PROBLEM TO SOLVE: Arrange the lines of the records from the line containing "trace the outline of limestone cliff" through the line containing "[[[12,270],[0,270],[0,282],[12,282],[24,278],[23,272]]]", both included, as a JSON list of strings with one string per line and blank lines omitted.

Region annotation entries:
-- start --
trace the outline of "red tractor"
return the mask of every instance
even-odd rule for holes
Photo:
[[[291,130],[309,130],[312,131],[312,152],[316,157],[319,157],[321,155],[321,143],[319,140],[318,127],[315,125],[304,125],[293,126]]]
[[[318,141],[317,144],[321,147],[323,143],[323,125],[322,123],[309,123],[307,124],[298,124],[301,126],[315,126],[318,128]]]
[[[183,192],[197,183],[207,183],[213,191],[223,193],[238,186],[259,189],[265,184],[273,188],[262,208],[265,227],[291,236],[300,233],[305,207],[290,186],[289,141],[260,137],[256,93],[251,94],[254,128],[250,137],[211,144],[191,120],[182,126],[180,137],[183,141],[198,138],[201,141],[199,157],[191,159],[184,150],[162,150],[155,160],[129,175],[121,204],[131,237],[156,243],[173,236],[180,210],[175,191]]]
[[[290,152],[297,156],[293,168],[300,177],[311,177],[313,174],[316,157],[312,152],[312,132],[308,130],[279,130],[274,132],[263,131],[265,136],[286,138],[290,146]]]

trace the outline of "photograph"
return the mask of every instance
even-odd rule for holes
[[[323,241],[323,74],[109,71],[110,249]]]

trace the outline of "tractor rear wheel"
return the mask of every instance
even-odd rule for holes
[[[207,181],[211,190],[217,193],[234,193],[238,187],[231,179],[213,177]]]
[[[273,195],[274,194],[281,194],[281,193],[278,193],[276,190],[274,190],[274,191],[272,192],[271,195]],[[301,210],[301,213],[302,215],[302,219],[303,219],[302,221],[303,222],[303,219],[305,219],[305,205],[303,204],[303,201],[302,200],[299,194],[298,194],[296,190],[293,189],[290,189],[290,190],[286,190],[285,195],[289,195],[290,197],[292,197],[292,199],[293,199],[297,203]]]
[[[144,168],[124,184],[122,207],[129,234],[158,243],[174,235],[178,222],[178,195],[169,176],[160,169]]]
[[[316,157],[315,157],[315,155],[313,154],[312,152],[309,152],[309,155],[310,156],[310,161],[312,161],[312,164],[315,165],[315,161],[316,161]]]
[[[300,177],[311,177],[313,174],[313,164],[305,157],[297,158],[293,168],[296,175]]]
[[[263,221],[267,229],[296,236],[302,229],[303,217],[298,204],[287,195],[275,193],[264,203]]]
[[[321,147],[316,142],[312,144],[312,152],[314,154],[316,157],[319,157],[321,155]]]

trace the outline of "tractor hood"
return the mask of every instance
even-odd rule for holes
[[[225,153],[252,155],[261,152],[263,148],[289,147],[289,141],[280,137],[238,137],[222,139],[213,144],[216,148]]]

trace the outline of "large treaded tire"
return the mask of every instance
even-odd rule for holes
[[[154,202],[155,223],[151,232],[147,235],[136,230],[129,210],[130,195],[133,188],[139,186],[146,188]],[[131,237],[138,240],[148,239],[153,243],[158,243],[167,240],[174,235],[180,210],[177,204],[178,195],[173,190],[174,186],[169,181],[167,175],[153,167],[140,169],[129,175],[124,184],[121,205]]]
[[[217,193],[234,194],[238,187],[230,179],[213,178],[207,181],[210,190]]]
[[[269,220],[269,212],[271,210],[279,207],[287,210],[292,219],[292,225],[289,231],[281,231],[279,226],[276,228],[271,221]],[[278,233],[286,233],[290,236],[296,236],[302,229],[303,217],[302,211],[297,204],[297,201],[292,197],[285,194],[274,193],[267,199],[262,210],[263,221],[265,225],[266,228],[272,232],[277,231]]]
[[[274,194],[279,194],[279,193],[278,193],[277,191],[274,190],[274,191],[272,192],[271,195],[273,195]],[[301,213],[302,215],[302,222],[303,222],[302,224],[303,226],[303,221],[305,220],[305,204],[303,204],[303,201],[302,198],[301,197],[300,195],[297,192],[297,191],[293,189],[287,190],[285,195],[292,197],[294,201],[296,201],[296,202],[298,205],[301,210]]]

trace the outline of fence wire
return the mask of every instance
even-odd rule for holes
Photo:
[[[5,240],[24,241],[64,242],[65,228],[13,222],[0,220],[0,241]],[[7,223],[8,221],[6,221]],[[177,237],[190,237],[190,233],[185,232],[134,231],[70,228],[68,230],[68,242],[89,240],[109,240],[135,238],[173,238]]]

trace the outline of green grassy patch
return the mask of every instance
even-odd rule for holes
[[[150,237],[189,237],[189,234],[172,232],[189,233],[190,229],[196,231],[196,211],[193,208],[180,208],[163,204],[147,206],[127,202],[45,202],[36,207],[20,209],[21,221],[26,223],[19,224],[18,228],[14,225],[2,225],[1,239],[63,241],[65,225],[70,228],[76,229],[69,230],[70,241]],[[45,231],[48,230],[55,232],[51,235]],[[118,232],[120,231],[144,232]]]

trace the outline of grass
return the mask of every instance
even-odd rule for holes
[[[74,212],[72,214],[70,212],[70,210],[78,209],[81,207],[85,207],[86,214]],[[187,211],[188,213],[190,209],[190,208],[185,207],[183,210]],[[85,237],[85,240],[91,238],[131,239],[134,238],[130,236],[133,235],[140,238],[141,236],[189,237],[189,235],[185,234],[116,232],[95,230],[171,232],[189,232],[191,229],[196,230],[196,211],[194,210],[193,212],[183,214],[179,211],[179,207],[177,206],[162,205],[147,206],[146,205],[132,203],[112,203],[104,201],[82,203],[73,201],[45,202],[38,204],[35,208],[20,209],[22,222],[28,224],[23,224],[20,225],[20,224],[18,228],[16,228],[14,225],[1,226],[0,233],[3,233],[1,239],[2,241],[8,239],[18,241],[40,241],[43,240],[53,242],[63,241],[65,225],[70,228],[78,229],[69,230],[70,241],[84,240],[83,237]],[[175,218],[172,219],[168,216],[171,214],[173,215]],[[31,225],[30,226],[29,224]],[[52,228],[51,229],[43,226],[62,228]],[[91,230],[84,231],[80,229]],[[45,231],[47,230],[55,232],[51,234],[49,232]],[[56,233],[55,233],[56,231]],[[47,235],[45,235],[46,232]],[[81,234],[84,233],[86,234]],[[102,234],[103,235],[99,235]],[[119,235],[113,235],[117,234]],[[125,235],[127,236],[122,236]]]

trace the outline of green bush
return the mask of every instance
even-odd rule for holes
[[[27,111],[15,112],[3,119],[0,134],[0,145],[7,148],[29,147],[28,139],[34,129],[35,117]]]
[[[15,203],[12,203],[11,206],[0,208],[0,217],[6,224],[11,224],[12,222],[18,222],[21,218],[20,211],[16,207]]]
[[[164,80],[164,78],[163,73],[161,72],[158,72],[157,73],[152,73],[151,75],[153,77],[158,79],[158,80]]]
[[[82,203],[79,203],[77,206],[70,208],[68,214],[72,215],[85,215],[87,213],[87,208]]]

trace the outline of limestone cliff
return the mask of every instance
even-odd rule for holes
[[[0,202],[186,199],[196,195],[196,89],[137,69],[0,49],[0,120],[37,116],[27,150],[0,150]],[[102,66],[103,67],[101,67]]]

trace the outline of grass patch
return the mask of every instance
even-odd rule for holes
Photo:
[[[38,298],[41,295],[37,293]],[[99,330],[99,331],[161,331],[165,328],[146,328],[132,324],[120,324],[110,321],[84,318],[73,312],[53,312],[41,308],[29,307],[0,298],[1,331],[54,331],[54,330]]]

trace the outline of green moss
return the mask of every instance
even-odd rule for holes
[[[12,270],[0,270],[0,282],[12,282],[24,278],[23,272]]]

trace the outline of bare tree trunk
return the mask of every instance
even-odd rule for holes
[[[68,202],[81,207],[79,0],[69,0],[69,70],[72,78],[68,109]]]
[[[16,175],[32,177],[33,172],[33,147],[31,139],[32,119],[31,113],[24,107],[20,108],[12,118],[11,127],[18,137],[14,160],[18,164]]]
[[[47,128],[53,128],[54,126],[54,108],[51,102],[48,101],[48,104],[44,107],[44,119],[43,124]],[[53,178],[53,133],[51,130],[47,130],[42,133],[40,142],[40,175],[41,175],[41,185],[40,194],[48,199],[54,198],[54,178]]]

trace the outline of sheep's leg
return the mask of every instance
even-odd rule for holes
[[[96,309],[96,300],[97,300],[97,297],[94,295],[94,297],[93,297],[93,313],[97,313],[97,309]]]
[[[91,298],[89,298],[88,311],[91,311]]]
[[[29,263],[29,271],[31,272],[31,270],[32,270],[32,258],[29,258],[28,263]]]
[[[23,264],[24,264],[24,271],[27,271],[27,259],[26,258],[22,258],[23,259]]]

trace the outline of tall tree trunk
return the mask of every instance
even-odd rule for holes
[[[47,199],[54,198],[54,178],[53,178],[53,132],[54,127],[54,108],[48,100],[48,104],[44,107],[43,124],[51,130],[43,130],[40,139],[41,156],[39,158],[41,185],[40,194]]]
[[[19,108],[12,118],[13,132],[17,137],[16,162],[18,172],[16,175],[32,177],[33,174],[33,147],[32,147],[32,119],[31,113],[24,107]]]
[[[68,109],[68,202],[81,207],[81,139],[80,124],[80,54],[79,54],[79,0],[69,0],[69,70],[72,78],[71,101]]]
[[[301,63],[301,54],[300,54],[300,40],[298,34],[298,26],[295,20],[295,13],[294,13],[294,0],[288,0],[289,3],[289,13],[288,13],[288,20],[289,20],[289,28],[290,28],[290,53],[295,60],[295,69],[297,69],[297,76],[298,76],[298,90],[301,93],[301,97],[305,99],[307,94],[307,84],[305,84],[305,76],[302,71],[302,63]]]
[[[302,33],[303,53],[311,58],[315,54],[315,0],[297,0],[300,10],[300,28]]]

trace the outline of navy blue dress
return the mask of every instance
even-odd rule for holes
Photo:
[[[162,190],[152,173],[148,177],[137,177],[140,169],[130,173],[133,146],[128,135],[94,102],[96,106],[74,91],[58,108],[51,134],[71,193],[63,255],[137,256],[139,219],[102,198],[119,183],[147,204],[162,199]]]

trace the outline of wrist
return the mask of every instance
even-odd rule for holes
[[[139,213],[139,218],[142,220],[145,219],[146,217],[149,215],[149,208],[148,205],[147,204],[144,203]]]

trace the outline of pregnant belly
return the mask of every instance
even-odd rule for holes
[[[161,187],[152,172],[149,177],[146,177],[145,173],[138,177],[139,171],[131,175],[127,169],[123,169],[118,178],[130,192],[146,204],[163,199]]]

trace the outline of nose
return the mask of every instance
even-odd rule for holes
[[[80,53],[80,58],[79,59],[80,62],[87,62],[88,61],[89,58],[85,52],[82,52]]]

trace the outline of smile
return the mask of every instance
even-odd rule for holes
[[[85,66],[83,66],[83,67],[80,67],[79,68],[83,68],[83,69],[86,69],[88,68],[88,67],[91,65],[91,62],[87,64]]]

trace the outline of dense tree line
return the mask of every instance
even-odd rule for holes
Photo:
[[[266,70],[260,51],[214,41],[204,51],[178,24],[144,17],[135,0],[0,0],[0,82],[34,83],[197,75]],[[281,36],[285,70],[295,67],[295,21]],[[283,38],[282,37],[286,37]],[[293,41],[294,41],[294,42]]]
-- end --
IN RESPONSE:
[
  "trace the outline of limestone cliff",
  "return the mask of every instance",
  "even-odd rule for holes",
  "[[[0,202],[186,199],[196,195],[196,89],[137,69],[0,49],[0,120],[37,116],[27,150],[0,150]],[[102,66],[103,67],[101,67]]]",
  "trace the outline of grass patch",
  "return the mask of every instance",
  "even-odd rule for holes",
  "Photo:",
  "[[[38,298],[41,295],[37,293]],[[99,330],[99,331],[161,331],[165,328],[146,328],[132,324],[120,324],[110,321],[84,318],[73,312],[53,312],[41,308],[29,307],[0,298],[1,331],[54,331],[54,330]]]",
  "trace the outline of green moss",
  "return the mask of every instance",
  "even-odd rule for holes",
  "[[[12,270],[0,270],[0,282],[12,282],[24,278],[23,272]]]"
]